Saved data entries:
★ ★ ★ ★ ★

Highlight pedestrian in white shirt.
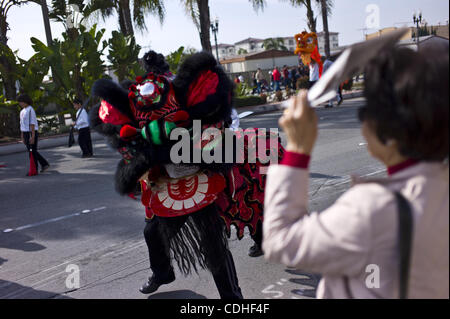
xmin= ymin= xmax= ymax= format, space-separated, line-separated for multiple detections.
xmin=309 ymin=60 xmax=320 ymax=89
xmin=72 ymin=98 xmax=93 ymax=158
xmin=18 ymin=94 xmax=50 ymax=175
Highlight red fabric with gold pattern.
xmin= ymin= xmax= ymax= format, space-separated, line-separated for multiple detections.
xmin=141 ymin=171 xmax=226 ymax=217
xmin=216 ymin=129 xmax=285 ymax=239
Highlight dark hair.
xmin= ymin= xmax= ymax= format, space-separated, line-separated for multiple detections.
xmin=73 ymin=97 xmax=83 ymax=105
xmin=17 ymin=94 xmax=33 ymax=105
xmin=361 ymin=46 xmax=449 ymax=161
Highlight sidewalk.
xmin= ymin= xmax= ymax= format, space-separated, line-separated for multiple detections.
xmin=0 ymin=132 xmax=105 ymax=157
xmin=0 ymin=91 xmax=363 ymax=157
xmin=237 ymin=90 xmax=364 ymax=114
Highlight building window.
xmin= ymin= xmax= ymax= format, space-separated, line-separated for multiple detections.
xmin=289 ymin=39 xmax=294 ymax=45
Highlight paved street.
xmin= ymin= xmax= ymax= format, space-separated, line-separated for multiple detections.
xmin=0 ymin=97 xmax=385 ymax=299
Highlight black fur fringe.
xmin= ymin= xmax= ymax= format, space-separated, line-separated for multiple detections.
xmin=157 ymin=204 xmax=229 ymax=276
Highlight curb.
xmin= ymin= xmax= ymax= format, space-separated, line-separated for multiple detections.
xmin=237 ymin=91 xmax=364 ymax=115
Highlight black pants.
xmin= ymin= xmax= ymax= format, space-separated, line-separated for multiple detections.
xmin=78 ymin=127 xmax=93 ymax=156
xmin=250 ymin=220 xmax=263 ymax=248
xmin=23 ymin=131 xmax=49 ymax=171
xmin=143 ymin=213 xmax=243 ymax=299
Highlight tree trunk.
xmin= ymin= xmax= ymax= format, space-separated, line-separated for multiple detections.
xmin=119 ymin=0 xmax=134 ymax=36
xmin=40 ymin=0 xmax=53 ymax=46
xmin=320 ymin=0 xmax=330 ymax=58
xmin=305 ymin=0 xmax=316 ymax=33
xmin=197 ymin=0 xmax=212 ymax=53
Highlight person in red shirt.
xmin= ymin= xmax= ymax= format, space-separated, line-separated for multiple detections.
xmin=272 ymin=67 xmax=281 ymax=91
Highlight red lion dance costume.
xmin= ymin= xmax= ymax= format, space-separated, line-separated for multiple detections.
xmin=90 ymin=51 xmax=283 ymax=299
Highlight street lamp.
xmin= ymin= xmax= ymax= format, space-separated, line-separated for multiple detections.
xmin=413 ymin=10 xmax=423 ymax=47
xmin=211 ymin=17 xmax=220 ymax=63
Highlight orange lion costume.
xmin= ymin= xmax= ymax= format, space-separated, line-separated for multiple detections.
xmin=294 ymin=31 xmax=323 ymax=77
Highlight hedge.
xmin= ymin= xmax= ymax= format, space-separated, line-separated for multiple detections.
xmin=234 ymin=96 xmax=266 ymax=108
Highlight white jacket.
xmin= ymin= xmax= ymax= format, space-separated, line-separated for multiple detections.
xmin=263 ymin=162 xmax=449 ymax=298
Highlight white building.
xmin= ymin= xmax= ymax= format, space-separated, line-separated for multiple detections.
xmin=213 ymin=32 xmax=340 ymax=61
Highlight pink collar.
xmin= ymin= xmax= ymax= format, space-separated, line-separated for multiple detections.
xmin=387 ymin=159 xmax=420 ymax=176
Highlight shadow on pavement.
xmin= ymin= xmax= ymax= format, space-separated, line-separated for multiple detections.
xmin=285 ymin=268 xmax=321 ymax=299
xmin=148 ymin=290 xmax=207 ymax=299
xmin=0 ymin=232 xmax=46 ymax=252
xmin=0 ymin=279 xmax=73 ymax=299
xmin=310 ymin=172 xmax=341 ymax=179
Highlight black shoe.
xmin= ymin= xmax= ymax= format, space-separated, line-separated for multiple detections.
xmin=82 ymin=154 xmax=93 ymax=158
xmin=338 ymin=98 xmax=343 ymax=106
xmin=40 ymin=164 xmax=50 ymax=173
xmin=248 ymin=243 xmax=264 ymax=257
xmin=139 ymin=271 xmax=175 ymax=294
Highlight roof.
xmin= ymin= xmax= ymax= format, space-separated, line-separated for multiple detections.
xmin=234 ymin=37 xmax=264 ymax=45
xmin=212 ymin=43 xmax=235 ymax=49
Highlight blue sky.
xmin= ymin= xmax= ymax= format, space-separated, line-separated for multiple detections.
xmin=7 ymin=0 xmax=450 ymax=60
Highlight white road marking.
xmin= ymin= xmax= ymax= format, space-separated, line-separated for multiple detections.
xmin=2 ymin=207 xmax=107 ymax=233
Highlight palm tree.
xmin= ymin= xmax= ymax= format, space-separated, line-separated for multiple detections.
xmin=87 ymin=0 xmax=165 ymax=37
xmin=282 ymin=0 xmax=333 ymax=57
xmin=181 ymin=0 xmax=212 ymax=52
xmin=262 ymin=38 xmax=288 ymax=51
xmin=318 ymin=0 xmax=333 ymax=58
xmin=281 ymin=0 xmax=316 ymax=33
xmin=181 ymin=0 xmax=268 ymax=54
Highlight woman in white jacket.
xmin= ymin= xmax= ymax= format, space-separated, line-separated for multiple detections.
xmin=263 ymin=46 xmax=449 ymax=299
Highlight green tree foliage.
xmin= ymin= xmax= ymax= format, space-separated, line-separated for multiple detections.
xmin=412 ymin=23 xmax=438 ymax=38
xmin=86 ymin=0 xmax=165 ymax=36
xmin=106 ymin=30 xmax=144 ymax=82
xmin=165 ymin=46 xmax=197 ymax=74
xmin=31 ymin=24 xmax=107 ymax=117
xmin=263 ymin=38 xmax=288 ymax=51
xmin=237 ymin=48 xmax=248 ymax=55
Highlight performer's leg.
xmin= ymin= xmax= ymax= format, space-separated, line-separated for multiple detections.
xmin=192 ymin=205 xmax=243 ymax=299
xmin=211 ymin=248 xmax=243 ymax=299
xmin=143 ymin=218 xmax=174 ymax=280
xmin=249 ymin=220 xmax=264 ymax=257
xmin=140 ymin=217 xmax=175 ymax=294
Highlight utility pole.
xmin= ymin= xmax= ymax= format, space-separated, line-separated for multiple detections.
xmin=210 ymin=18 xmax=219 ymax=63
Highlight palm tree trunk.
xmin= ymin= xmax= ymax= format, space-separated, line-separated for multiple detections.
xmin=40 ymin=0 xmax=53 ymax=46
xmin=320 ymin=0 xmax=330 ymax=58
xmin=305 ymin=0 xmax=316 ymax=33
xmin=119 ymin=0 xmax=134 ymax=36
xmin=197 ymin=0 xmax=212 ymax=53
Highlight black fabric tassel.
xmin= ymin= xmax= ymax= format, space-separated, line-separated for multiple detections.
xmin=157 ymin=204 xmax=229 ymax=276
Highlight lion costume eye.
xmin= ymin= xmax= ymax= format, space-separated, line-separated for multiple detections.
xmin=138 ymin=82 xmax=156 ymax=97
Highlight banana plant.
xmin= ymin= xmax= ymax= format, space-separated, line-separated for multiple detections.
xmin=31 ymin=24 xmax=106 ymax=117
xmin=106 ymin=30 xmax=143 ymax=82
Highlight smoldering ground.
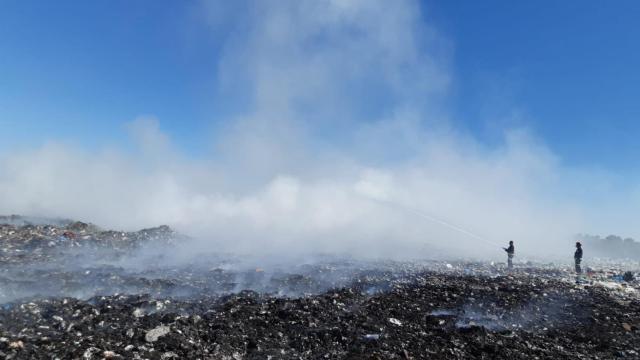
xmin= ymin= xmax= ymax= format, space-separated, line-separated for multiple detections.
xmin=2 ymin=222 xmax=639 ymax=360
xmin=1 ymin=215 xmax=639 ymax=359
xmin=2 ymin=2 xmax=640 ymax=358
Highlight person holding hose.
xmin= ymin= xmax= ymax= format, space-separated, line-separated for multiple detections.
xmin=503 ymin=241 xmax=515 ymax=270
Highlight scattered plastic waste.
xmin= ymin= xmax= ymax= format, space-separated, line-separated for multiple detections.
xmin=0 ymin=216 xmax=638 ymax=358
xmin=624 ymin=271 xmax=635 ymax=282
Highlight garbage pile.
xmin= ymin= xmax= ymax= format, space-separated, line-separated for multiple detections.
xmin=0 ymin=216 xmax=178 ymax=265
xmin=1 ymin=271 xmax=639 ymax=359
xmin=1 ymin=216 xmax=640 ymax=359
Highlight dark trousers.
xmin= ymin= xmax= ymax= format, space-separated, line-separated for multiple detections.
xmin=575 ymin=258 xmax=582 ymax=274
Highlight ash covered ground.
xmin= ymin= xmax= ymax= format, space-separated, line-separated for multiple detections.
xmin=1 ymin=216 xmax=639 ymax=359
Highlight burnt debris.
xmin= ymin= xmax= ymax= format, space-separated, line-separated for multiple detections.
xmin=0 ymin=216 xmax=178 ymax=265
xmin=1 ymin=217 xmax=639 ymax=359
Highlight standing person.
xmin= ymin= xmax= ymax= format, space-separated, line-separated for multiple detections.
xmin=574 ymin=242 xmax=583 ymax=275
xmin=503 ymin=241 xmax=515 ymax=270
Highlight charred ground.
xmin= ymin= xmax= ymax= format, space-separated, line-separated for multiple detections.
xmin=0 ymin=216 xmax=639 ymax=359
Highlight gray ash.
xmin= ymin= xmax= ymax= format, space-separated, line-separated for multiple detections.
xmin=1 ymin=217 xmax=640 ymax=359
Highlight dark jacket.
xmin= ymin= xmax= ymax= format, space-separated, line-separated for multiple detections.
xmin=574 ymin=247 xmax=583 ymax=260
xmin=504 ymin=244 xmax=514 ymax=256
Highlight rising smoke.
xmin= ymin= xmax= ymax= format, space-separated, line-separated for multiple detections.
xmin=0 ymin=0 xmax=636 ymax=259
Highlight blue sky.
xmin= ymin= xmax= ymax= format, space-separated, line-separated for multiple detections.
xmin=1 ymin=0 xmax=639 ymax=171
xmin=428 ymin=1 xmax=640 ymax=170
xmin=1 ymin=0 xmax=639 ymax=248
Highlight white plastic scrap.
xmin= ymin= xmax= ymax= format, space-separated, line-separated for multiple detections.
xmin=145 ymin=325 xmax=170 ymax=343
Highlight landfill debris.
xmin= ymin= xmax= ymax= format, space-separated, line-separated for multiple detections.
xmin=102 ymin=350 xmax=120 ymax=359
xmin=624 ymin=271 xmax=635 ymax=282
xmin=145 ymin=325 xmax=171 ymax=342
xmin=0 ymin=216 xmax=639 ymax=358
xmin=0 ymin=268 xmax=638 ymax=358
xmin=0 ymin=215 xmax=179 ymax=266
xmin=8 ymin=340 xmax=24 ymax=349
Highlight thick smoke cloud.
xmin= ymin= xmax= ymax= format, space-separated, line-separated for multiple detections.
xmin=0 ymin=0 xmax=636 ymax=259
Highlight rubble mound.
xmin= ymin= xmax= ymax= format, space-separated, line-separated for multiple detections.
xmin=0 ymin=217 xmax=179 ymax=265
xmin=0 ymin=273 xmax=639 ymax=359
xmin=1 ymin=216 xmax=639 ymax=359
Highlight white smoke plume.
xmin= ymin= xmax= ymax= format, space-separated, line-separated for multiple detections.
xmin=0 ymin=0 xmax=636 ymax=259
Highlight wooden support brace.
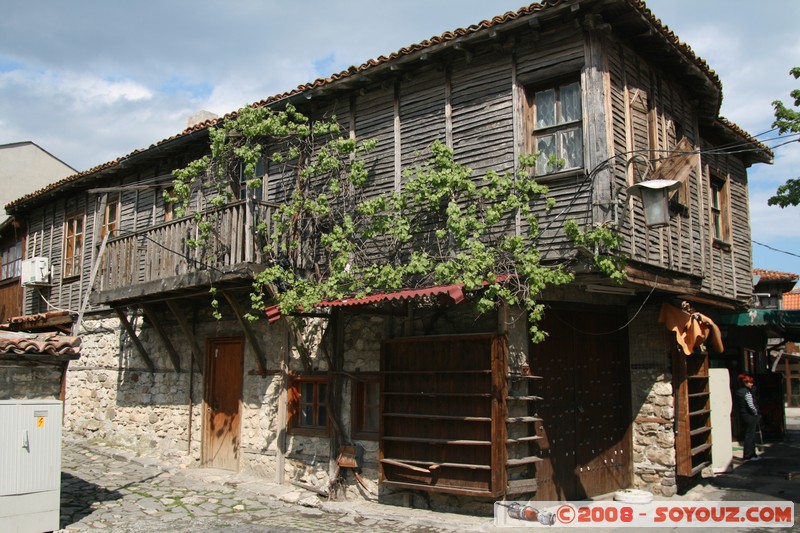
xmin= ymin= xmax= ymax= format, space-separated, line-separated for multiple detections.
xmin=165 ymin=300 xmax=204 ymax=374
xmin=221 ymin=291 xmax=267 ymax=376
xmin=115 ymin=307 xmax=155 ymax=373
xmin=141 ymin=304 xmax=181 ymax=373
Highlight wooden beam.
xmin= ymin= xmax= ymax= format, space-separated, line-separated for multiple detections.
xmin=221 ymin=291 xmax=267 ymax=376
xmin=165 ymin=300 xmax=204 ymax=373
xmin=115 ymin=307 xmax=155 ymax=373
xmin=584 ymin=16 xmax=614 ymax=227
xmin=141 ymin=304 xmax=181 ymax=372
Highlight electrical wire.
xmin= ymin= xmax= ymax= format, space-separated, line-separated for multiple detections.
xmin=547 ymin=279 xmax=658 ymax=337
xmin=752 ymin=240 xmax=800 ymax=260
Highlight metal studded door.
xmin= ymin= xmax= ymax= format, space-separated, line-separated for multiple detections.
xmin=202 ymin=337 xmax=244 ymax=471
xmin=530 ymin=306 xmax=632 ymax=500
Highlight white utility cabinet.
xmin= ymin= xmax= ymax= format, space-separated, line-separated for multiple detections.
xmin=0 ymin=400 xmax=62 ymax=533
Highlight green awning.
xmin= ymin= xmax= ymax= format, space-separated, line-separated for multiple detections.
xmin=717 ymin=309 xmax=800 ymax=342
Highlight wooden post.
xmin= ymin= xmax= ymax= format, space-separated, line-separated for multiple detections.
xmin=583 ymin=15 xmax=614 ymax=227
xmin=275 ymin=323 xmax=290 ymax=485
xmin=221 ymin=291 xmax=267 ymax=375
xmin=166 ymin=299 xmax=204 ymax=373
xmin=115 ymin=307 xmax=156 ymax=373
xmin=141 ymin=304 xmax=181 ymax=372
xmin=245 ymin=194 xmax=255 ymax=263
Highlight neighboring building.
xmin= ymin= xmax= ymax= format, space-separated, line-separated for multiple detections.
xmin=753 ymin=268 xmax=799 ymax=309
xmin=718 ymin=268 xmax=800 ymax=434
xmin=2 ymin=0 xmax=773 ymax=509
xmin=782 ymin=287 xmax=800 ymax=406
xmin=0 ymin=142 xmax=76 ymax=225
xmin=0 ymin=143 xmax=76 ymax=322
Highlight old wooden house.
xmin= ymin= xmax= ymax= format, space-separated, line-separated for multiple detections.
xmin=3 ymin=0 xmax=772 ymax=509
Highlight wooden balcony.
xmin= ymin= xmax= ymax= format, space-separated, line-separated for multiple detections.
xmin=92 ymin=200 xmax=277 ymax=305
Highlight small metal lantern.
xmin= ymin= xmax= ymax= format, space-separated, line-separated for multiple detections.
xmin=626 ymin=179 xmax=682 ymax=229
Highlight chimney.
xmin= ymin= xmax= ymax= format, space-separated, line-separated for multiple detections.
xmin=186 ymin=110 xmax=219 ymax=129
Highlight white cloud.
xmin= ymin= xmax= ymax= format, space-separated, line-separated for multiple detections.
xmin=0 ymin=69 xmax=152 ymax=107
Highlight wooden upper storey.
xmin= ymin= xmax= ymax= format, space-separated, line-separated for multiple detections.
xmin=6 ymin=0 xmax=770 ymax=314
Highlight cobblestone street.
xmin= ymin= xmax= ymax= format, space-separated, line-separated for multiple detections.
xmin=58 ymin=439 xmax=470 ymax=533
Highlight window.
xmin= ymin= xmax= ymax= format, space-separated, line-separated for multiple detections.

★ ★ ★ ★ ★

Gather from the data above every line with the string "plastic".

Highlight scattered plastic waste.
Highlight white plastic scrap.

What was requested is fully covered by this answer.